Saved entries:
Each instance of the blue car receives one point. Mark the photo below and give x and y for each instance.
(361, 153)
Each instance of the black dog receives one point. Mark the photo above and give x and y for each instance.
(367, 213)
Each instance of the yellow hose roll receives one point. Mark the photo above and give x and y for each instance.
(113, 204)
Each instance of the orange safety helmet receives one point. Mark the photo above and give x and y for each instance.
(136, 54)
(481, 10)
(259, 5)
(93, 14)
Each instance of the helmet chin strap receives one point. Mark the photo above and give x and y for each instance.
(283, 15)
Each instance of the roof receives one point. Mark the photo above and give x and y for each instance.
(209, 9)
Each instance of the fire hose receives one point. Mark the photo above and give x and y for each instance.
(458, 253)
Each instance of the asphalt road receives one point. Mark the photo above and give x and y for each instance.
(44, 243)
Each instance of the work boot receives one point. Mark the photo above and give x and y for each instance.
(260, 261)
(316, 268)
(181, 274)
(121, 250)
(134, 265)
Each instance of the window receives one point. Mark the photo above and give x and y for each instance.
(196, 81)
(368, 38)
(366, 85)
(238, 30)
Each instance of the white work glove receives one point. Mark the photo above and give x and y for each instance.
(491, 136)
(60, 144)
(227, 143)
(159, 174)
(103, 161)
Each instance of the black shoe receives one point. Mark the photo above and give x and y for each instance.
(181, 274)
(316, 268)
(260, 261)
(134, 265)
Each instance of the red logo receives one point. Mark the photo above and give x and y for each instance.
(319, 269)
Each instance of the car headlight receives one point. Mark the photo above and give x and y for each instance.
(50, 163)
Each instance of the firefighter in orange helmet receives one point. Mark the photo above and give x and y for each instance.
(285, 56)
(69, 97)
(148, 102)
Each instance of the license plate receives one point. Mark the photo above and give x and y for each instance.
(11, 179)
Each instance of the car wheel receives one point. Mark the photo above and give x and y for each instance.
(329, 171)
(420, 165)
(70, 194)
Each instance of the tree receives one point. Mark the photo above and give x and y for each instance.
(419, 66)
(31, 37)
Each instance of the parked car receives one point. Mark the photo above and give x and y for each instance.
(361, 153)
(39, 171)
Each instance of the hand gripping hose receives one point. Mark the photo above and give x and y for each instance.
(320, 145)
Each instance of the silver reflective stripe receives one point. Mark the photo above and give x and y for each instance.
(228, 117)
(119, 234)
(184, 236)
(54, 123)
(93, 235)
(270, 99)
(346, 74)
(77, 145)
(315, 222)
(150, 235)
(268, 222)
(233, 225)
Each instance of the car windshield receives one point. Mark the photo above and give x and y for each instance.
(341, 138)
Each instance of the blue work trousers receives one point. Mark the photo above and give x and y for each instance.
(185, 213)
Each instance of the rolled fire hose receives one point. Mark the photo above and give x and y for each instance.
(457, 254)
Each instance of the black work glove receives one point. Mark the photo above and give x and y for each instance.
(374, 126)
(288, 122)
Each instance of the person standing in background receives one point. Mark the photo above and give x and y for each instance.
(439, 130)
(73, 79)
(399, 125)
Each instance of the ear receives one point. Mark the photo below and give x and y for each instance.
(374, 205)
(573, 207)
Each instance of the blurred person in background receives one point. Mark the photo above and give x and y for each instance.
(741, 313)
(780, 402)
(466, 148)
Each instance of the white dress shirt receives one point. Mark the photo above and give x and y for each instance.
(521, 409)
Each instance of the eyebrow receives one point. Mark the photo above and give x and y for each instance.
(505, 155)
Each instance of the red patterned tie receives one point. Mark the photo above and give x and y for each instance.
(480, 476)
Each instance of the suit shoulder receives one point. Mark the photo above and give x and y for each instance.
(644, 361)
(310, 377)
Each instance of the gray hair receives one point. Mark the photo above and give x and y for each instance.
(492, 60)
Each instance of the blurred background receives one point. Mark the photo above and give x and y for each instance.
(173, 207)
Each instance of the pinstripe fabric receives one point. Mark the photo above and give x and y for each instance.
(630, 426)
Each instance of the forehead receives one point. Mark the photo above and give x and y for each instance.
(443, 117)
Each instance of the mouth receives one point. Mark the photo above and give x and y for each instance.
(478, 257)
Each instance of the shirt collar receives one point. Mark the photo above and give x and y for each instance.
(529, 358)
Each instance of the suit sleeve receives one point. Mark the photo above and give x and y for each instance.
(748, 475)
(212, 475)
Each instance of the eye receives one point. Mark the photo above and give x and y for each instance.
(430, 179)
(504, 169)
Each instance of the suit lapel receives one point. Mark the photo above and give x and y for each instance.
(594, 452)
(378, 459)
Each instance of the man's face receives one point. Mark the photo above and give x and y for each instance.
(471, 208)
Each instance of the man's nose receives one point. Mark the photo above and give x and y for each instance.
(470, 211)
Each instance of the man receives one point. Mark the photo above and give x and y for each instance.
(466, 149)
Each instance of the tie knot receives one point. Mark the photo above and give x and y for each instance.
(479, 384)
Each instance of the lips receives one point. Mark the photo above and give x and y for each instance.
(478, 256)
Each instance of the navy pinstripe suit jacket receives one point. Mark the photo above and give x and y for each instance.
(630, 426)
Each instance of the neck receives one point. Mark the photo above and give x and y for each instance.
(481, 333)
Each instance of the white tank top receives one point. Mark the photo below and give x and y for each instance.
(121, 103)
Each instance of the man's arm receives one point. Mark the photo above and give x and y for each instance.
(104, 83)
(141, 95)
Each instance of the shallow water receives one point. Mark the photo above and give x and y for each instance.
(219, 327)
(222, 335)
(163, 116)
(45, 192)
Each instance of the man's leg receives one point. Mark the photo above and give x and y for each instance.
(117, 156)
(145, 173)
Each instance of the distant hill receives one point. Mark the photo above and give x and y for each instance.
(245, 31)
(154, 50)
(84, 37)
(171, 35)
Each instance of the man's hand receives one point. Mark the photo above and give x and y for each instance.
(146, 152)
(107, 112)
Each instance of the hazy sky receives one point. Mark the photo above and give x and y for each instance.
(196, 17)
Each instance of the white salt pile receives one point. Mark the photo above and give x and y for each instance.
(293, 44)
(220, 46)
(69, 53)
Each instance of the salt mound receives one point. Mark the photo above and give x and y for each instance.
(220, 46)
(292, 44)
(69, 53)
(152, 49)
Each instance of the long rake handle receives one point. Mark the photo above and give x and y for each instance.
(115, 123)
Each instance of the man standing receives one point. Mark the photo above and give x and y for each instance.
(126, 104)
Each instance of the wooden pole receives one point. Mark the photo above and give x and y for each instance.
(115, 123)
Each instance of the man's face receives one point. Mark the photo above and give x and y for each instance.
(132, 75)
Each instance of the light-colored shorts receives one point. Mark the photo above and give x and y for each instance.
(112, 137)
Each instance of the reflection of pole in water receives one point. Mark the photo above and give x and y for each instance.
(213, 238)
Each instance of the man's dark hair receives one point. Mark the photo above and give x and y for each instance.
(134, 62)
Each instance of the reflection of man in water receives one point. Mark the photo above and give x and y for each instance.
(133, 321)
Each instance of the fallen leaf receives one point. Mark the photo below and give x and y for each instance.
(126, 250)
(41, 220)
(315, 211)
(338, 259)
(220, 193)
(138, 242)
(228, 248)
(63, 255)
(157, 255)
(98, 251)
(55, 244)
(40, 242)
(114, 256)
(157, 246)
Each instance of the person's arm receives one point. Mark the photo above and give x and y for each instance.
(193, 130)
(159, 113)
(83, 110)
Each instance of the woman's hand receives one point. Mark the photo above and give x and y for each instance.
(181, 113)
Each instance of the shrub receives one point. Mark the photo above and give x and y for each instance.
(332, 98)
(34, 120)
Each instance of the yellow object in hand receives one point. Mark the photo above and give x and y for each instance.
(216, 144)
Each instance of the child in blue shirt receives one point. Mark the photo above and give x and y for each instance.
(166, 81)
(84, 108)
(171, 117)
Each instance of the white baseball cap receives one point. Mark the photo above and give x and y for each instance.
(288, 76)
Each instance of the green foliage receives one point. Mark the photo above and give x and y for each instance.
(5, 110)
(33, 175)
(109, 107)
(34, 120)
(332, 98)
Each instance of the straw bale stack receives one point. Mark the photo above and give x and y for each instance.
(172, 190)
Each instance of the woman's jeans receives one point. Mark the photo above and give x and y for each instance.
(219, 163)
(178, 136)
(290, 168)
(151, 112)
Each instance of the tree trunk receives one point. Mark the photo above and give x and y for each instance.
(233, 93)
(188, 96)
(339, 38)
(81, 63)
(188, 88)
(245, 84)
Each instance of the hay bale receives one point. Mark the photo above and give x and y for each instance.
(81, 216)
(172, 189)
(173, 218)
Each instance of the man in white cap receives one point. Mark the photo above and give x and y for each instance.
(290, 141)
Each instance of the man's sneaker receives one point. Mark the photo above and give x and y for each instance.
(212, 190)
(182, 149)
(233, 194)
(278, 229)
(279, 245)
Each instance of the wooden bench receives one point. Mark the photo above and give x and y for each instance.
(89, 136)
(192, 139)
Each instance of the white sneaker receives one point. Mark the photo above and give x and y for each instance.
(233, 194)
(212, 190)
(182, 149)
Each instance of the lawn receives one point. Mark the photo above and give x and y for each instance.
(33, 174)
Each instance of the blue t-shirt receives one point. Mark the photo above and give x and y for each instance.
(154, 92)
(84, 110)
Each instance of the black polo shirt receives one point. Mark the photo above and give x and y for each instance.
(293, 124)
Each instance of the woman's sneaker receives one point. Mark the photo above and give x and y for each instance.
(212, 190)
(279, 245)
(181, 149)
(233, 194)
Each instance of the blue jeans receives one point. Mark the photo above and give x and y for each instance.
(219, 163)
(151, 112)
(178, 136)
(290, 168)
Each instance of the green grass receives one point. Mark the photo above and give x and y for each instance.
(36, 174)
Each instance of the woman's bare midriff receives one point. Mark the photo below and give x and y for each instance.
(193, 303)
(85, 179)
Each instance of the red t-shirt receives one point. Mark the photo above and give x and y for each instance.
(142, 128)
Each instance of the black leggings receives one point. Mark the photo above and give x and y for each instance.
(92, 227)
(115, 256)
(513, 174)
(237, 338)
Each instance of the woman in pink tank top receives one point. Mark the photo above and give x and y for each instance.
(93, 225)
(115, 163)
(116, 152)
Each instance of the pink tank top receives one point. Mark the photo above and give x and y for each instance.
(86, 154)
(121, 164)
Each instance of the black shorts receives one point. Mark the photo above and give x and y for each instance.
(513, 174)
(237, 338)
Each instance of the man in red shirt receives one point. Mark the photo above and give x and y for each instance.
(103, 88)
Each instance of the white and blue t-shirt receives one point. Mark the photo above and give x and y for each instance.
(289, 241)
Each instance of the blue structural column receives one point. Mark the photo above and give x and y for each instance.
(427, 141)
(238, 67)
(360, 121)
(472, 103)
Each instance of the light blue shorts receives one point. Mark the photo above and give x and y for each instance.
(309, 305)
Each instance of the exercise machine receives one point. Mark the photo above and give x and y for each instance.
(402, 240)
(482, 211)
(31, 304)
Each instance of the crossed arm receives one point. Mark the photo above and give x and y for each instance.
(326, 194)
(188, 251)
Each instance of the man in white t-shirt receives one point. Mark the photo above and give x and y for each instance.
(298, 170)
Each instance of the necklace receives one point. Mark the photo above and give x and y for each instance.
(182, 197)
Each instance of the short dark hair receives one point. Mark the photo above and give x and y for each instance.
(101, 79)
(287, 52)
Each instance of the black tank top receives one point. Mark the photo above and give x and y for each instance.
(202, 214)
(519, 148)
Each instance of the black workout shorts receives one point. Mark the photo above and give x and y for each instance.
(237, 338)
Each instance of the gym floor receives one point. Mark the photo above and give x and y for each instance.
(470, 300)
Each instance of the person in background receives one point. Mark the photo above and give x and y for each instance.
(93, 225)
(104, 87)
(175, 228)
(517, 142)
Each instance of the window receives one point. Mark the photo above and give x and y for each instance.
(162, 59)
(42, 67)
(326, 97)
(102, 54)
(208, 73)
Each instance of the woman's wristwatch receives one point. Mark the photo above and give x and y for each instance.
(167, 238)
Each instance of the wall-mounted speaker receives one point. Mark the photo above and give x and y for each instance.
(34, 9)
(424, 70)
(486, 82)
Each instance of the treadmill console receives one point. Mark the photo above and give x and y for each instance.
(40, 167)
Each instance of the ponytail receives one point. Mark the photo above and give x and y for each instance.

### [EXERCISE REQUIREMENTS]
The answer should be an exact copy of the lines from the one containing "Each instance of the white and" through the last line of the entries, both included.

### [THE COMPLETED TASK]
Each instance of the white and blue t-shirt receives one point. Mark the photo above and give x and y for each instance.
(289, 241)
Each instance of the blue structural column receives one point. Mark the photo above and give x and y for each instance.
(427, 141)
(238, 67)
(360, 121)
(472, 103)
Each instance of the light blue shorts receives one point. Mark the photo above and give x and y for each instance.
(309, 305)
Each instance of the exercise machine receives one point. Mark the photo above and give x and y for each instance.
(402, 240)
(482, 211)
(31, 304)
Each instance of the crossed arm receives one point. Mark the photo above and give x and y for each instance.
(326, 194)
(188, 251)
Each instance of the man in white t-shirt receives one point. Mark the photo above and give x and y for each instance.
(298, 170)
Each instance of the necklace receives one point. Mark the photo above and give x and y for each instance.
(182, 197)
Each instance of the short dark hair receives one point. Mark the photo above and give x and y for each instance.
(101, 79)
(287, 52)
Each instance of the black tank top receives one point. Mark the photo above and give x and y for each instance.
(202, 214)
(519, 148)
Each instance of the black workout shorts receives one point. Mark the photo above and give x and y for each instance.
(237, 338)
Each instance of the gym floor receives one point. Mark the photo above and give x and y for each instance.
(470, 300)
Each instance of the person in background receives one point. Mark the photo above and give x and y for each instance.
(93, 225)
(104, 87)
(175, 228)
(517, 142)
Each instance of the window receives one point. Mark the photo above and give x and y for each instance.
(162, 59)
(42, 67)
(326, 97)
(102, 54)
(208, 73)
Each instance of the woman's wristwatch receives one point. Mark the photo above and give x and y for each instance.
(167, 238)
Each instance of the wall-mounted speaker receives one point. Mark the photo above and give x and y for each instance.
(34, 9)
(424, 70)
(486, 82)
Each instance of the treadmill console receives one point. Mark the photo above and give x and y for each instance.
(40, 167)
Each instance of the ponytail receives one point. Mark the photo above and give x and y for each instance.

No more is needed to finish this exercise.